Page text
Brief note before I continue: With all house show fan-cam's, I do a watch-through the first time to determine the most major aspect of these kinds of videos: Is the quality good enough to justify my time? If I'm willing the recap it, that means yes, although there's always exceptions to the rules. The second most important rule for me is that it has to be either the complete, or damn near complete card. Sometimes a show of 9-10 matches might be missing a match or two, that's fine. I will not devote a review to stand-alones, unless I feel like I have enough to warrant a compilation. With that out of the way, let's get to ringside for the opening match...
Opening Match: Jim Powers vs. The Predator:
Here's a tidbit for you: While not consistently pushed as more than enhancement talent, Jim Powers remained steadily employed by WWF from 1984 through 1994. That's just insane to think about, for someone who never really did anything with the company (see also: Steve Lombardi). I'm not 100% sure, but I believe the Predator is Hulk Hogan's nephew, Horace (Mike Bollea, for real name lovers), and not the creature that went head-to-head with arnold Schwarzenegger. Powers starts off with a wristlock. They fight over that until Powers turns it into a hammerlock. Predator casually grabs the ropes to force the break, then complains about a phantom pull of the mask. Lockup, and Powers with a school boy, but they end up in the ropes. Predator complains about tight pulling, this time. You can tell it's the opener, the crowd actually responds to an unknown's heel antics. Predator with clubbing blows and chops. Whip to the ropes, and a criss-cross ends with a Powers hip toss, followed by a clothesline, sending his masked opponent over the top, to the floor. If only this were "Royal Rumble Rules." Back inside, Powers works the arm. Whip to the ropes, and a sunset flip backfires, but he still has enough to roll Predator up for two. Predator with shoulders to the midsection. Whip to the corner, and Powers comes back with a clothesline for two. Predator with a grab of the tights to throw Powers into the buckle, followed by choking. Whip to the corner, and he follows Powers in with a clothesline of his own for a two count. Special alert: We have a chinlock. There's a mild clip job, and I sure as hell am not complaining. Powers escapes, but runs into a knee lift. Predator with a slam, followed by an elbow drop for two. Back to the chinlock, and we clip again to later in the resthold. Powers meets Predator with an elbow in the corner, followed by boots to the midsection. Whip from corner to corner, followed by a roundhouse right. Powers with a running knee lift, followed by a pretty crummy powerslam for the three count at a clipped 8:26. Yes, he does have "Crank It Up" as his theme music. It was watchable, if not an unspectacular preliminary match. The clipping of two lengthy chinlock spots didn't bother me, although you have to figure it was a bit more boring with them, no doubt.

Provided material
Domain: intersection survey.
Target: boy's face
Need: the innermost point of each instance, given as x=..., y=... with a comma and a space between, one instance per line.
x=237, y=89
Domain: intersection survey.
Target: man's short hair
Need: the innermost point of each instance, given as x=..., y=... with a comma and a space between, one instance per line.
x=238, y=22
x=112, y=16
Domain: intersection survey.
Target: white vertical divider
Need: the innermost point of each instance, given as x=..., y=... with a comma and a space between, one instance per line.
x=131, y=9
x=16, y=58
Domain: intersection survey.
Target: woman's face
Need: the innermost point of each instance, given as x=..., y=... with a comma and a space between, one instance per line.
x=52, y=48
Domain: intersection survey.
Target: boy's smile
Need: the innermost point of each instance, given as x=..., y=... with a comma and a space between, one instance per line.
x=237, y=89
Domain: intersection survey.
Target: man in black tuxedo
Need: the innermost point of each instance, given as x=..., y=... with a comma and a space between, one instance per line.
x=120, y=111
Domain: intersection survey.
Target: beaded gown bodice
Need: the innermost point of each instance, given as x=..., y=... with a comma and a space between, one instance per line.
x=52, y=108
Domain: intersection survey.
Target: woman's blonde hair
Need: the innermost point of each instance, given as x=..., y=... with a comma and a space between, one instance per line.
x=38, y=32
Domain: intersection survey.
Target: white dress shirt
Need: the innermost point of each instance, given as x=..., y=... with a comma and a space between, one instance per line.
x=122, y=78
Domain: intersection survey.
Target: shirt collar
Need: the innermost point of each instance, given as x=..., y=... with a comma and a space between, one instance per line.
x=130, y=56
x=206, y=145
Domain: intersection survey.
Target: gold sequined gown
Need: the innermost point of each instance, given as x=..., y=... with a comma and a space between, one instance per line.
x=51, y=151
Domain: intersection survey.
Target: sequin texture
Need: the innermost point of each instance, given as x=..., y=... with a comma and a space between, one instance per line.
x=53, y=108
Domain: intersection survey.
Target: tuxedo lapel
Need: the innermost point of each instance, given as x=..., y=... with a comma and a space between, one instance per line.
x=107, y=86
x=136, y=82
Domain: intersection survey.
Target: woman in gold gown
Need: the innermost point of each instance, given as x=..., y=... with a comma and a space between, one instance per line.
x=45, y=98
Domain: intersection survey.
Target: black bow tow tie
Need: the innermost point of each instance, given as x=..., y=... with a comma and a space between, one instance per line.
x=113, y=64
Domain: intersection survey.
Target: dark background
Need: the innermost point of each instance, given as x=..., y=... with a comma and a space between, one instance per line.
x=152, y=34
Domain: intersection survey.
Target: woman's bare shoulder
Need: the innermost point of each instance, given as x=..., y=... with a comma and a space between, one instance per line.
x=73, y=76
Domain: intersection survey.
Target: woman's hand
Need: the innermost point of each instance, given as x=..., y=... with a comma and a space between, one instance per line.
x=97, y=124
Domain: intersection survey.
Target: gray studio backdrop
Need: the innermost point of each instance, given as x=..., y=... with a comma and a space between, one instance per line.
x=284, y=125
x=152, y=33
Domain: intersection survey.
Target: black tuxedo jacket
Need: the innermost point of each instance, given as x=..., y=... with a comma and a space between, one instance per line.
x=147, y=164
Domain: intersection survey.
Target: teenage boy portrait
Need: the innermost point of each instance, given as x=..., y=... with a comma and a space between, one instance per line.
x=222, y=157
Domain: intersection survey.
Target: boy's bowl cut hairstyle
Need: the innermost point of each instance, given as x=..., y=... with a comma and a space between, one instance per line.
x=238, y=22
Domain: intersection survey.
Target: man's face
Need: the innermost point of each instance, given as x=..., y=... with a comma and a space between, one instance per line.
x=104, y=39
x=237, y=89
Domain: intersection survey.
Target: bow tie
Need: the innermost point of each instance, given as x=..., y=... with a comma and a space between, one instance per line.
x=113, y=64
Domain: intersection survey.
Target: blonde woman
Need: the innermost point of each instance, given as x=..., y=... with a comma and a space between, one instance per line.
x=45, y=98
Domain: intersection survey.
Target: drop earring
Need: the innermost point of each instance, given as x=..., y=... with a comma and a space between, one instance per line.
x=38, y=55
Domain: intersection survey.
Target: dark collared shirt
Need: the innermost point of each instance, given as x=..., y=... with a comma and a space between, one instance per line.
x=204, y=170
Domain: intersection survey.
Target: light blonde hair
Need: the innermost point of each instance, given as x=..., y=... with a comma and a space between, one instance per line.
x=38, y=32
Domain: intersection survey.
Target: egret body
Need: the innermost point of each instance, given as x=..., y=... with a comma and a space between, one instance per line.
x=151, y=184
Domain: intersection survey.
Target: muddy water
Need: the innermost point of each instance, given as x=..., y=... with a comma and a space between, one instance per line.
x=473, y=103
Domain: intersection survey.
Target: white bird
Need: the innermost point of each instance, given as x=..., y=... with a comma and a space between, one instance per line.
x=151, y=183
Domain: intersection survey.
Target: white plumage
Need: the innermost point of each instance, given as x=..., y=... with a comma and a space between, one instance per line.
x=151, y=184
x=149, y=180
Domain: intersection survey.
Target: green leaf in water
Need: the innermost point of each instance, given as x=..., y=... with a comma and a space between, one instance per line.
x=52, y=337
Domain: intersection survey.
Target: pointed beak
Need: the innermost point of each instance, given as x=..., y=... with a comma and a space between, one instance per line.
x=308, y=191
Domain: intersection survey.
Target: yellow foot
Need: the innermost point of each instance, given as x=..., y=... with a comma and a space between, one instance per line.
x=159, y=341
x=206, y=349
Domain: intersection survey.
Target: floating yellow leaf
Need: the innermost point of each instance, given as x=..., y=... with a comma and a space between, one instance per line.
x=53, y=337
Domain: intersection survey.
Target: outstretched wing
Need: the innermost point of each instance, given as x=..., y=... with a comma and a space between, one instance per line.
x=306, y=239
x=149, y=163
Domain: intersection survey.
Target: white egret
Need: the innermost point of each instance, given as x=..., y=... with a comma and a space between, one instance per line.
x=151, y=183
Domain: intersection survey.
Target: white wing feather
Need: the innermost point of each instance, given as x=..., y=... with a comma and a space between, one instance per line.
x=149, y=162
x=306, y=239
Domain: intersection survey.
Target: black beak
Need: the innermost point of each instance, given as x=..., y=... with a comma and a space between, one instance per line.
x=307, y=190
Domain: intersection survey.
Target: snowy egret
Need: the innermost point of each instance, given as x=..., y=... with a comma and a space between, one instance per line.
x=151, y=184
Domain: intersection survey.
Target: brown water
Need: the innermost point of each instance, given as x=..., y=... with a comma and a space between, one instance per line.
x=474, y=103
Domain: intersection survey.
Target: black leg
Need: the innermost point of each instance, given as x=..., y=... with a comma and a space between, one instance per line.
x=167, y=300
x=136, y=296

Direction A
Copy the passage of the wrestling review starting at "Brief note before" and ending at "the opening match...".
Direction B
Select every line of the records that contains the string "shirt", matching case.
The wrestling review and the records have no connection to each other.

Result A
Brief note before I continue: With all house show fan-cam's, I do a watch-through the first time to determine the most major aspect of these kinds of videos: Is the quality good enough to justify my time? If I'm willing the recap it, that means yes, although there's always exceptions to the rules. The second most important rule for me is that it has to be either the complete, or damn near complete card. Sometimes a show of 9-10 matches might be missing a match or two, that's fine. I will not devote a review to stand-alones, unless I feel like I have enough to warrant a compilation. With that out of the way, let's get to ringside for the opening match...

Result B
Target: white dress shirt
Target: shirt collar
Target: dark collared shirt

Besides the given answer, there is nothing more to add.